* [Records provided]
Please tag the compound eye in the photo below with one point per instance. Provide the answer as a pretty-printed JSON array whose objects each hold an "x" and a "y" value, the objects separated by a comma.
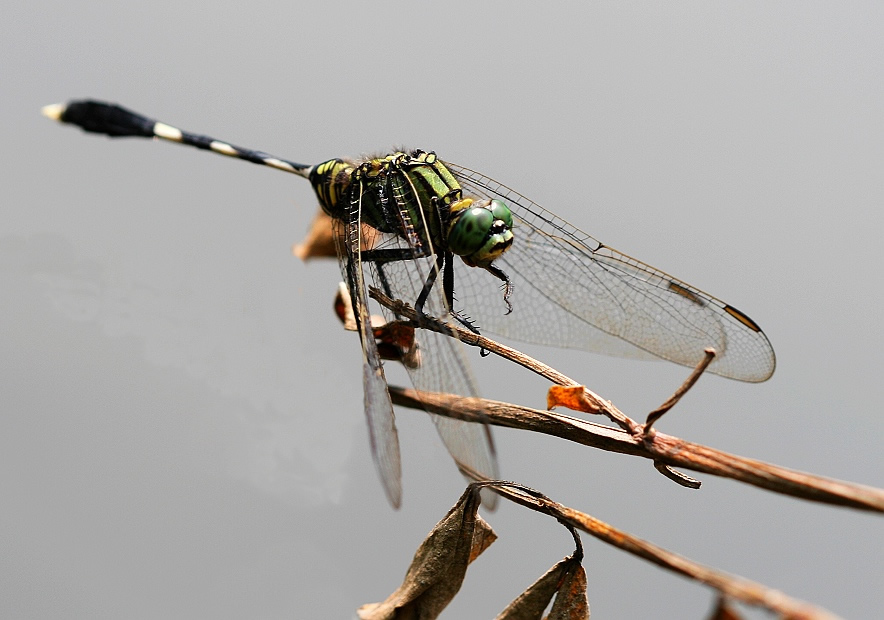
[
  {"x": 470, "y": 232},
  {"x": 501, "y": 212}
]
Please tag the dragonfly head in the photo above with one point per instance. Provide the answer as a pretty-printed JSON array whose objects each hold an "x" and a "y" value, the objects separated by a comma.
[{"x": 480, "y": 231}]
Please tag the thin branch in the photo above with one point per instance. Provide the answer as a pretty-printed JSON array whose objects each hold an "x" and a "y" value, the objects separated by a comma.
[
  {"x": 734, "y": 587},
  {"x": 656, "y": 414},
  {"x": 663, "y": 448},
  {"x": 600, "y": 405}
]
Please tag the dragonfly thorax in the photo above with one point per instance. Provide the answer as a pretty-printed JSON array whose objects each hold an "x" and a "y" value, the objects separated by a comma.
[{"x": 415, "y": 196}]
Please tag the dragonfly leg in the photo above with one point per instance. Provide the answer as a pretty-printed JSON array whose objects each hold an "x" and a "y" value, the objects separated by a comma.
[
  {"x": 448, "y": 288},
  {"x": 507, "y": 285},
  {"x": 428, "y": 285}
]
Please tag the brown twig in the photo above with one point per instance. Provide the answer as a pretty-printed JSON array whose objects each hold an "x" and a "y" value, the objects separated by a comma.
[
  {"x": 734, "y": 587},
  {"x": 600, "y": 405},
  {"x": 664, "y": 448}
]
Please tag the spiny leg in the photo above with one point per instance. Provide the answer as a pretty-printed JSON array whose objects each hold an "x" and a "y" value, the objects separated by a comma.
[{"x": 507, "y": 285}]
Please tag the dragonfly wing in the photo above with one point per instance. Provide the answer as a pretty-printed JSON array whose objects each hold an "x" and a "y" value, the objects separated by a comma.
[
  {"x": 570, "y": 290},
  {"x": 378, "y": 406}
]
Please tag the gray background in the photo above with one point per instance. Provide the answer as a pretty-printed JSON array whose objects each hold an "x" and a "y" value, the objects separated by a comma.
[{"x": 182, "y": 430}]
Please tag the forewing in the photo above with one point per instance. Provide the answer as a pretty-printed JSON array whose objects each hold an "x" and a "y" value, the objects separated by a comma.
[
  {"x": 572, "y": 291},
  {"x": 378, "y": 406}
]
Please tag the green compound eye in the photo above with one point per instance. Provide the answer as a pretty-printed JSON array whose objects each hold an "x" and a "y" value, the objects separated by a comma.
[
  {"x": 501, "y": 212},
  {"x": 470, "y": 231}
]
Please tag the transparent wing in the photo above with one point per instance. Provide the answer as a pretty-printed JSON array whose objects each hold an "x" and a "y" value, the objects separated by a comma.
[
  {"x": 442, "y": 365},
  {"x": 572, "y": 291},
  {"x": 378, "y": 406}
]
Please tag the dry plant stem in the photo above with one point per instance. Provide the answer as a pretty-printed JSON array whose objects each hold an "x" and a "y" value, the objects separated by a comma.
[
  {"x": 648, "y": 432},
  {"x": 656, "y": 414},
  {"x": 467, "y": 337},
  {"x": 736, "y": 588},
  {"x": 665, "y": 448}
]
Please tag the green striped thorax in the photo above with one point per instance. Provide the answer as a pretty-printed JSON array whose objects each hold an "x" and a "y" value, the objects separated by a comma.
[{"x": 415, "y": 196}]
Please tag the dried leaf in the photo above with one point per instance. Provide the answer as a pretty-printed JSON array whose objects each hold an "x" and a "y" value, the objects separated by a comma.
[
  {"x": 566, "y": 581},
  {"x": 439, "y": 565},
  {"x": 571, "y": 396}
]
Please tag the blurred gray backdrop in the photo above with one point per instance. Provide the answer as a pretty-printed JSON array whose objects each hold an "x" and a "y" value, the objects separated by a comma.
[{"x": 182, "y": 432}]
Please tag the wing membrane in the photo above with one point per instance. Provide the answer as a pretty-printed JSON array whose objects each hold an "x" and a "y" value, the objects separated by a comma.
[{"x": 570, "y": 290}]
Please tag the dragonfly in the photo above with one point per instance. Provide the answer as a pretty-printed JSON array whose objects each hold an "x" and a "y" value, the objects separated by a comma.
[{"x": 446, "y": 237}]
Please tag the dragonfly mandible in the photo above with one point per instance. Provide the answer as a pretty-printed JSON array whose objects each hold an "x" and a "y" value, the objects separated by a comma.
[{"x": 517, "y": 269}]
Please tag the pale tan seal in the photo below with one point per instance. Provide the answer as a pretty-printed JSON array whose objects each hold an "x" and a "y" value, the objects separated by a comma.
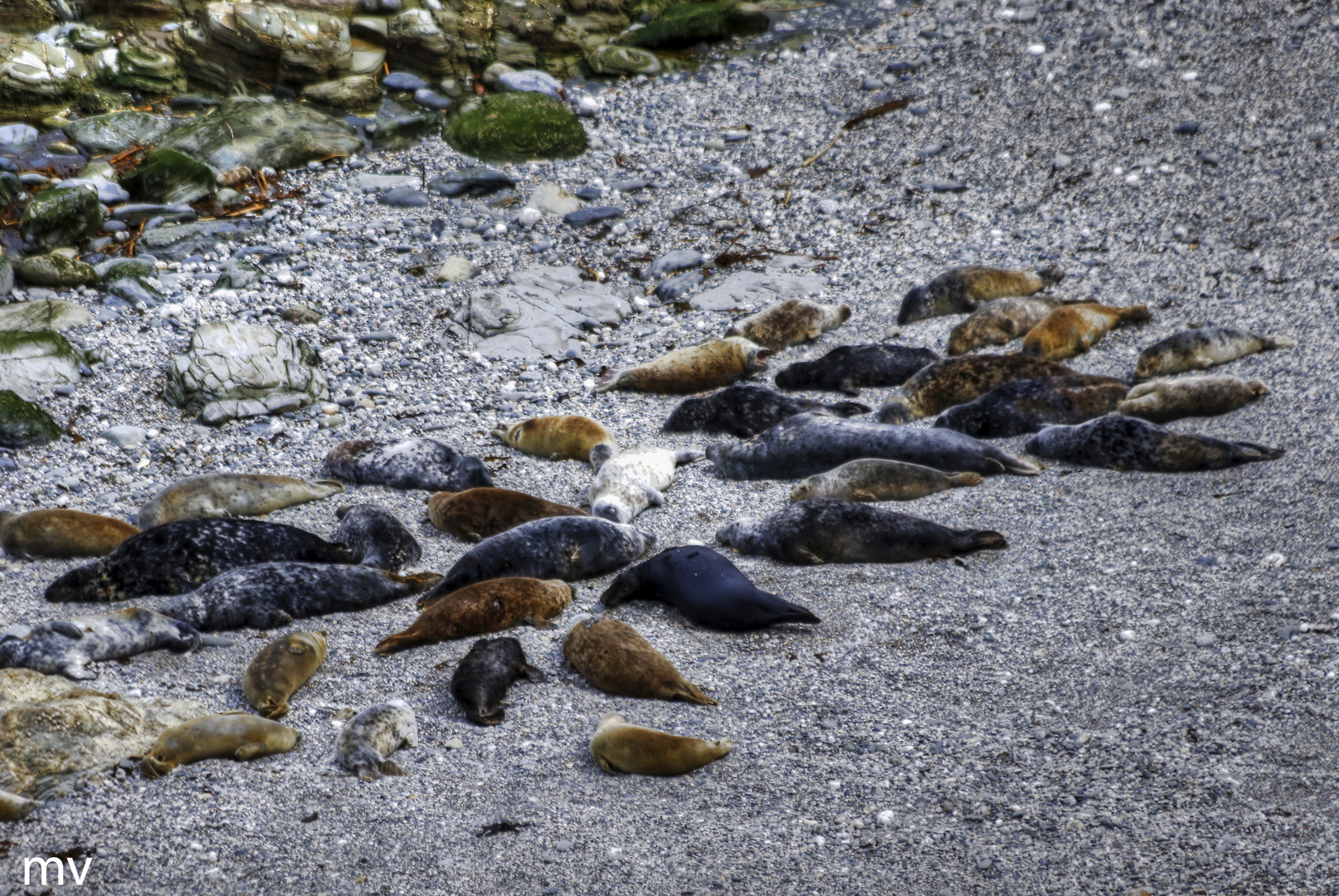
[
  {"x": 280, "y": 669},
  {"x": 619, "y": 747}
]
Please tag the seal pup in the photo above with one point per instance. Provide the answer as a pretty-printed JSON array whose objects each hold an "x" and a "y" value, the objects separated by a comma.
[
  {"x": 1027, "y": 405},
  {"x": 481, "y": 514},
  {"x": 617, "y": 660},
  {"x": 746, "y": 410},
  {"x": 485, "y": 674},
  {"x": 809, "y": 444},
  {"x": 280, "y": 669},
  {"x": 619, "y": 747},
  {"x": 876, "y": 480},
  {"x": 963, "y": 290},
  {"x": 366, "y": 741},
  {"x": 482, "y": 608},
  {"x": 707, "y": 590},
  {"x": 562, "y": 438},
  {"x": 789, "y": 323},
  {"x": 231, "y": 494},
  {"x": 59, "y": 533},
  {"x": 228, "y": 736},
  {"x": 181, "y": 556},
  {"x": 1200, "y": 348},
  {"x": 270, "y": 595},
  {"x": 848, "y": 368},
  {"x": 635, "y": 480},
  {"x": 828, "y": 531},
  {"x": 1171, "y": 399},
  {"x": 695, "y": 368},
  {"x": 1131, "y": 444},
  {"x": 409, "y": 464}
]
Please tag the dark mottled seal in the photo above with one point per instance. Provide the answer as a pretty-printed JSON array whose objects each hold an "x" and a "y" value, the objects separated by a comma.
[
  {"x": 811, "y": 444},
  {"x": 181, "y": 556},
  {"x": 829, "y": 531},
  {"x": 485, "y": 674},
  {"x": 746, "y": 410},
  {"x": 1131, "y": 444},
  {"x": 1027, "y": 405},
  {"x": 848, "y": 368},
  {"x": 410, "y": 464},
  {"x": 706, "y": 588}
]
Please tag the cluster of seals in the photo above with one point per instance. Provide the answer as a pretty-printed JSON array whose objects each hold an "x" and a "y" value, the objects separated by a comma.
[
  {"x": 848, "y": 368},
  {"x": 366, "y": 743},
  {"x": 963, "y": 290},
  {"x": 877, "y": 480},
  {"x": 280, "y": 669},
  {"x": 228, "y": 736},
  {"x": 829, "y": 531},
  {"x": 1131, "y": 444},
  {"x": 695, "y": 368},
  {"x": 231, "y": 494},
  {"x": 59, "y": 533},
  {"x": 481, "y": 514},
  {"x": 789, "y": 323},
  {"x": 485, "y": 674},
  {"x": 745, "y": 410},
  {"x": 619, "y": 747},
  {"x": 409, "y": 464},
  {"x": 707, "y": 590},
  {"x": 617, "y": 660}
]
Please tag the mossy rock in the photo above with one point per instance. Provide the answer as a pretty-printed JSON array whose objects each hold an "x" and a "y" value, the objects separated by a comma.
[{"x": 516, "y": 128}]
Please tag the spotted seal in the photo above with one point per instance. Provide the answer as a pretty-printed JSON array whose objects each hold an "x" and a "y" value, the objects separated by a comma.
[
  {"x": 707, "y": 590},
  {"x": 829, "y": 531}
]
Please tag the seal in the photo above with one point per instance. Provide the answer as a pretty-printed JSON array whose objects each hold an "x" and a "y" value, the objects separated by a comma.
[
  {"x": 874, "y": 480},
  {"x": 789, "y": 323},
  {"x": 268, "y": 595},
  {"x": 485, "y": 674},
  {"x": 848, "y": 368},
  {"x": 231, "y": 494},
  {"x": 1201, "y": 348},
  {"x": 809, "y": 444},
  {"x": 1027, "y": 405},
  {"x": 963, "y": 290},
  {"x": 619, "y": 747},
  {"x": 746, "y": 410},
  {"x": 66, "y": 647},
  {"x": 957, "y": 381},
  {"x": 562, "y": 438},
  {"x": 1171, "y": 399},
  {"x": 481, "y": 514},
  {"x": 617, "y": 660},
  {"x": 635, "y": 480},
  {"x": 695, "y": 368},
  {"x": 374, "y": 734},
  {"x": 1131, "y": 444},
  {"x": 409, "y": 464},
  {"x": 707, "y": 590},
  {"x": 828, "y": 531},
  {"x": 228, "y": 736},
  {"x": 280, "y": 669},
  {"x": 565, "y": 548},
  {"x": 377, "y": 538},
  {"x": 482, "y": 608},
  {"x": 181, "y": 556},
  {"x": 59, "y": 533}
]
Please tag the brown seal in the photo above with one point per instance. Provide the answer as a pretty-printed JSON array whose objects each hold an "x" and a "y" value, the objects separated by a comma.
[
  {"x": 280, "y": 669},
  {"x": 617, "y": 660},
  {"x": 59, "y": 533},
  {"x": 482, "y": 514},
  {"x": 482, "y": 608},
  {"x": 619, "y": 747}
]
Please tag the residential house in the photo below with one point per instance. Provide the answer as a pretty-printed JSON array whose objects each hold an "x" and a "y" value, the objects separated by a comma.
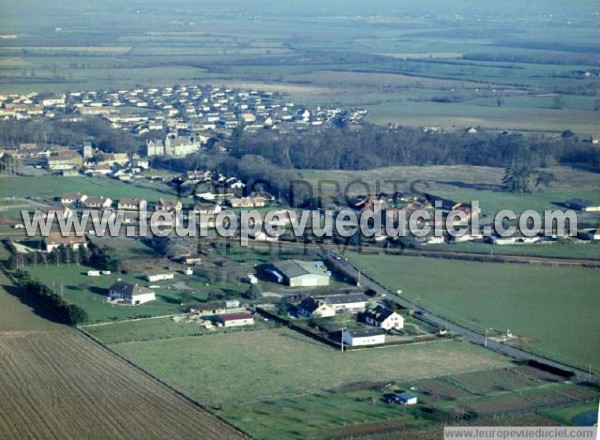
[
  {"x": 207, "y": 208},
  {"x": 297, "y": 273},
  {"x": 362, "y": 337},
  {"x": 67, "y": 160},
  {"x": 97, "y": 202},
  {"x": 406, "y": 399},
  {"x": 441, "y": 203},
  {"x": 235, "y": 319},
  {"x": 314, "y": 308},
  {"x": 56, "y": 240},
  {"x": 384, "y": 318},
  {"x": 72, "y": 198},
  {"x": 169, "y": 205},
  {"x": 57, "y": 213},
  {"x": 132, "y": 204},
  {"x": 582, "y": 205},
  {"x": 129, "y": 293},
  {"x": 246, "y": 202},
  {"x": 351, "y": 302}
]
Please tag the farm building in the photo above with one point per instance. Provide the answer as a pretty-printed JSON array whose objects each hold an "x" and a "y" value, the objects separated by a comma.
[
  {"x": 235, "y": 319},
  {"x": 130, "y": 293},
  {"x": 406, "y": 399},
  {"x": 384, "y": 318},
  {"x": 582, "y": 205},
  {"x": 56, "y": 240},
  {"x": 361, "y": 337},
  {"x": 62, "y": 212},
  {"x": 191, "y": 260},
  {"x": 132, "y": 204},
  {"x": 72, "y": 198},
  {"x": 96, "y": 202},
  {"x": 315, "y": 308},
  {"x": 355, "y": 301},
  {"x": 160, "y": 277},
  {"x": 296, "y": 273},
  {"x": 168, "y": 205},
  {"x": 207, "y": 208}
]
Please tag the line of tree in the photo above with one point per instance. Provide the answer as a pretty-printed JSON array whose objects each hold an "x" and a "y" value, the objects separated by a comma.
[
  {"x": 61, "y": 309},
  {"x": 59, "y": 131},
  {"x": 374, "y": 146}
]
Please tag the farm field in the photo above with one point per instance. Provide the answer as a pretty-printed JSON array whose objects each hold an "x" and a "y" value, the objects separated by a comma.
[
  {"x": 48, "y": 187},
  {"x": 254, "y": 365},
  {"x": 587, "y": 250},
  {"x": 463, "y": 184},
  {"x": 522, "y": 298},
  {"x": 397, "y": 60},
  {"x": 90, "y": 292},
  {"x": 334, "y": 393},
  {"x": 58, "y": 384}
]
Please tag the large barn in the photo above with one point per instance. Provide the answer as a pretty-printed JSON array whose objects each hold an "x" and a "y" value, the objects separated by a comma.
[
  {"x": 128, "y": 293},
  {"x": 297, "y": 273}
]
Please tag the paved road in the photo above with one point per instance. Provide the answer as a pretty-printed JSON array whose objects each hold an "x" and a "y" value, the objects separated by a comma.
[{"x": 440, "y": 322}]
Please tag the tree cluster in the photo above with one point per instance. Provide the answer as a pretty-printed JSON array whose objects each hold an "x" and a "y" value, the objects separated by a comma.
[{"x": 60, "y": 308}]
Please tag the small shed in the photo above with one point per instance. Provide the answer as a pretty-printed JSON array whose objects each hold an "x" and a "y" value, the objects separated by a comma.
[{"x": 406, "y": 399}]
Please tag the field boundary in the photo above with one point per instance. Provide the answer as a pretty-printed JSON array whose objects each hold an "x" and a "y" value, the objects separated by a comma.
[{"x": 177, "y": 391}]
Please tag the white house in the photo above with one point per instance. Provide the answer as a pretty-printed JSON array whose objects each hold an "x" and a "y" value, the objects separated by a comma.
[
  {"x": 406, "y": 399},
  {"x": 352, "y": 302},
  {"x": 130, "y": 293},
  {"x": 235, "y": 319},
  {"x": 296, "y": 273},
  {"x": 97, "y": 202},
  {"x": 160, "y": 277},
  {"x": 362, "y": 337},
  {"x": 56, "y": 240},
  {"x": 132, "y": 204},
  {"x": 315, "y": 308},
  {"x": 384, "y": 318}
]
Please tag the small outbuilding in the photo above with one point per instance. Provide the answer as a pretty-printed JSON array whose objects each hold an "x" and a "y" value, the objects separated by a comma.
[
  {"x": 235, "y": 319},
  {"x": 297, "y": 273},
  {"x": 406, "y": 399},
  {"x": 362, "y": 337},
  {"x": 129, "y": 293}
]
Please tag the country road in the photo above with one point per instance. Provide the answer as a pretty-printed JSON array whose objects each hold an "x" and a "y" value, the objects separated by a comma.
[{"x": 476, "y": 338}]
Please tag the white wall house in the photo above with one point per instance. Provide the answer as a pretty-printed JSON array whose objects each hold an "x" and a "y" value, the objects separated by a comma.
[
  {"x": 352, "y": 302},
  {"x": 235, "y": 319},
  {"x": 160, "y": 277},
  {"x": 297, "y": 273},
  {"x": 363, "y": 337},
  {"x": 130, "y": 293},
  {"x": 384, "y": 318},
  {"x": 315, "y": 308}
]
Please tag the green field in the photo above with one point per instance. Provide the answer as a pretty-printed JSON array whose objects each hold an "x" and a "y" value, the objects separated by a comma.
[
  {"x": 16, "y": 309},
  {"x": 90, "y": 292},
  {"x": 276, "y": 383},
  {"x": 48, "y": 187},
  {"x": 273, "y": 364},
  {"x": 588, "y": 250},
  {"x": 554, "y": 308},
  {"x": 393, "y": 60}
]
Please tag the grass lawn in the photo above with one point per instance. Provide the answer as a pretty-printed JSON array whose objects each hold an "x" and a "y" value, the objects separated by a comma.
[
  {"x": 16, "y": 310},
  {"x": 587, "y": 250},
  {"x": 569, "y": 416},
  {"x": 554, "y": 307},
  {"x": 145, "y": 329},
  {"x": 90, "y": 292},
  {"x": 317, "y": 415},
  {"x": 256, "y": 365},
  {"x": 48, "y": 187}
]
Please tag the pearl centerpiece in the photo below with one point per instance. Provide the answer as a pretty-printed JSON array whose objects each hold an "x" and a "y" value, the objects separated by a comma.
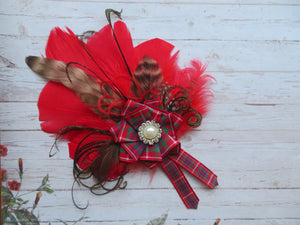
[{"x": 149, "y": 132}]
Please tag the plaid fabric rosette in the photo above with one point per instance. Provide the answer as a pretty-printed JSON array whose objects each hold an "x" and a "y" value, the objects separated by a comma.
[
  {"x": 166, "y": 151},
  {"x": 118, "y": 104}
]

* [What to work on] Write out an exact reproduction of the lines from the line that holds "Please tag the country" to the bottom of the listing above, both ends included. Exclude pictures.

* [Result below]
Please tag the country road in the photo above with one point per instance. Provide the answer as a pretty-printed JSON array whose objects each hold an "x" and a "y" value, the objects separated by a comma.
[{"x": 476, "y": 338}]
Please tag the white wall house in the photo above with one point per instance. Provide the answer as a pretty-printed JSON array whose objects each hold an "x" and a "y" value, the objects separated by a comma.
[
  {"x": 352, "y": 302},
  {"x": 235, "y": 319},
  {"x": 160, "y": 277},
  {"x": 297, "y": 273},
  {"x": 363, "y": 337},
  {"x": 130, "y": 293},
  {"x": 384, "y": 318},
  {"x": 315, "y": 308}
]
Please tag the green field in the photo above with one point per instance. Provide the answer as a pretty-printed JSON array whose objects each hold an "x" and a "y" value, the objects separated by a comma.
[
  {"x": 16, "y": 309},
  {"x": 90, "y": 292},
  {"x": 276, "y": 383},
  {"x": 48, "y": 187},
  {"x": 273, "y": 364},
  {"x": 588, "y": 250},
  {"x": 554, "y": 308},
  {"x": 393, "y": 60}
]
Please tag the grass lawn in the photo above with one point per instance. Provide the answer as a pretty-printed JSON array whose objects each hold an "x" and a "y" value, the objects separated by a comma.
[
  {"x": 16, "y": 310},
  {"x": 587, "y": 250},
  {"x": 569, "y": 416},
  {"x": 554, "y": 307},
  {"x": 145, "y": 329},
  {"x": 90, "y": 292},
  {"x": 317, "y": 415},
  {"x": 256, "y": 365},
  {"x": 48, "y": 187}
]
Please tag the pearl centerpiece in the photo below with one point per instance. Provide the answer as a pretty-printed JSON array whose objects each hold an "x" and a "y" value, the objects separated by a comma.
[{"x": 149, "y": 132}]
Please tag the plaid fabric rosette in the photo above with one point per instance. Provide the answer as a pretty-printed JSON array whose objects each hold an "x" and a "y" value, the objects separated by a comma.
[
  {"x": 166, "y": 151},
  {"x": 118, "y": 104}
]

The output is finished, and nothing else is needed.